**FRAGMENTO DEL TEXTO**
=======

Esto de los santos a los que pedimos "intercesión" no deja de ser una obstinada herejía oficial que nuestros "maestros" no son capaces de ver
(Jairo del Agua).- En la santa Misa después de la Palabra nos introducimos en la parte del Pan con el Ofertorio. Nos encontramos algunas oraciones bellísimas, en las que nos ofrecemos, damos gracias, adoramos, aspiramos a los bienes espirituales, evocamos la fundación de nuestros misterios: «Haced esto en memoria mía» (Lc 22,19).
Pero poco nos durará la alegría. Pronto insistiremos en dirigirnos a un «dios sordo» (óyenos, escúchanos), a un «dios amnésico» (acuérdate) y a un «dios duro e implacable» al que nuestros santos -más misericordiosos- han de convencer. Naturalmente volvemos a pedir por la Jerarquía, ellos los primeros, como Dios manda (¿?).
Esto de los santos a los que pedimos «intercesión» no deja de ser una obstinada herejía oficial que nuestros «maestros» no son capaces de ver. O, tal vez, como ellos no se van a excomulgar porque se consideran «propietarios de la viña», pues cabalgan herejías a su antojo sin consecuencia alguna, salvo el escándalo de los fieles: «Al que escandalice a alguno de estos pequeñuelos que creen en mí, más le valdría que le ataran una piedra de molino y lo tiraran al mar» (Mt 18,6 y Sinop.)

=======

**DATOS PROPORCIONADOS**
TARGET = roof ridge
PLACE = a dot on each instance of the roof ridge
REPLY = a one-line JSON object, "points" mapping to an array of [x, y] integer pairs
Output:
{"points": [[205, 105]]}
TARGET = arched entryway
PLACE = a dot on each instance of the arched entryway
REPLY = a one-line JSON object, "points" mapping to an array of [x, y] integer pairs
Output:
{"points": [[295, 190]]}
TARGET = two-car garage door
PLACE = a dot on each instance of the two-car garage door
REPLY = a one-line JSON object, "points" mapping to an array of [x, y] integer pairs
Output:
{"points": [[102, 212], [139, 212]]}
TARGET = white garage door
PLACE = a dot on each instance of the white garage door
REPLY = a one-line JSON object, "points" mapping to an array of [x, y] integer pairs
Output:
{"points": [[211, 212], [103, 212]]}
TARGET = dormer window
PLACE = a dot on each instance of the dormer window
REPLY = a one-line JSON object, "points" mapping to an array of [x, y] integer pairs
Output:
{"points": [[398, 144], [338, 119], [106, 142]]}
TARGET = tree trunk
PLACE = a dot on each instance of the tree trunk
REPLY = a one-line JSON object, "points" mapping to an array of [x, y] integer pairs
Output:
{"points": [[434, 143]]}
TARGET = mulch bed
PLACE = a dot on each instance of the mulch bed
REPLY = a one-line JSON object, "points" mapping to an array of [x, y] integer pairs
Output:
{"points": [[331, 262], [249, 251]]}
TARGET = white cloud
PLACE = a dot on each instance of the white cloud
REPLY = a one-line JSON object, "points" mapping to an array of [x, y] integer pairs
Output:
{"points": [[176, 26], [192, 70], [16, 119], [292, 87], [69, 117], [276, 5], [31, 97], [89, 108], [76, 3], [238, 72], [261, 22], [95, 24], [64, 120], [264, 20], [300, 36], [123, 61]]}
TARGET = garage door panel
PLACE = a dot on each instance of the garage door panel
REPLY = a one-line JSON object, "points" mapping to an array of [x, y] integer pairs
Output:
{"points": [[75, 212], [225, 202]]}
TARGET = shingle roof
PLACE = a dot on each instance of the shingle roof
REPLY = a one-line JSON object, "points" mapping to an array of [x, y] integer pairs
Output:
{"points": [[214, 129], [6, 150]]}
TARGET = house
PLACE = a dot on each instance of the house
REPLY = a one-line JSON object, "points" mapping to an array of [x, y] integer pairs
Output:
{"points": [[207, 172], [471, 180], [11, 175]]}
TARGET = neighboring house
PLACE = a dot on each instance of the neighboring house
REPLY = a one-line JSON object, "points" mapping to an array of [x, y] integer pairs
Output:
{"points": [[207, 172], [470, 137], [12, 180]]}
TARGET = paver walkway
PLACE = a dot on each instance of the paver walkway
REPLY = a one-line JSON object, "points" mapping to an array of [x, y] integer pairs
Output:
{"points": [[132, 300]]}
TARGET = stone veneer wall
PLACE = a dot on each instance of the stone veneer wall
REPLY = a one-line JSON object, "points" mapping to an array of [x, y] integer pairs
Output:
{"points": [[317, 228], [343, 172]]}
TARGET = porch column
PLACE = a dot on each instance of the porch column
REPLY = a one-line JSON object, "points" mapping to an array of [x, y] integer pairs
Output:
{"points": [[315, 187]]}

=======

**ENUNCIADO**
Responda brevemente a estas preguntas sobre el texto de la Misa:
1. ¿Con qué parte se entra en la parte del Pan después de la Palabra?
2. ¿Qué frase del Evangelio de Lucas se cita al evocar la fundación de los misterios?
3. ¿Por quién se vuelve a pedir, según el texto, en primer lugar?
Los datos no guardan relación alguna con el texto.

**RESPUESTA**
1. Con el Ofertorio.
2. «Haced esto en memoria mía» (Lc 22,19).
3. Por la Jerarquía.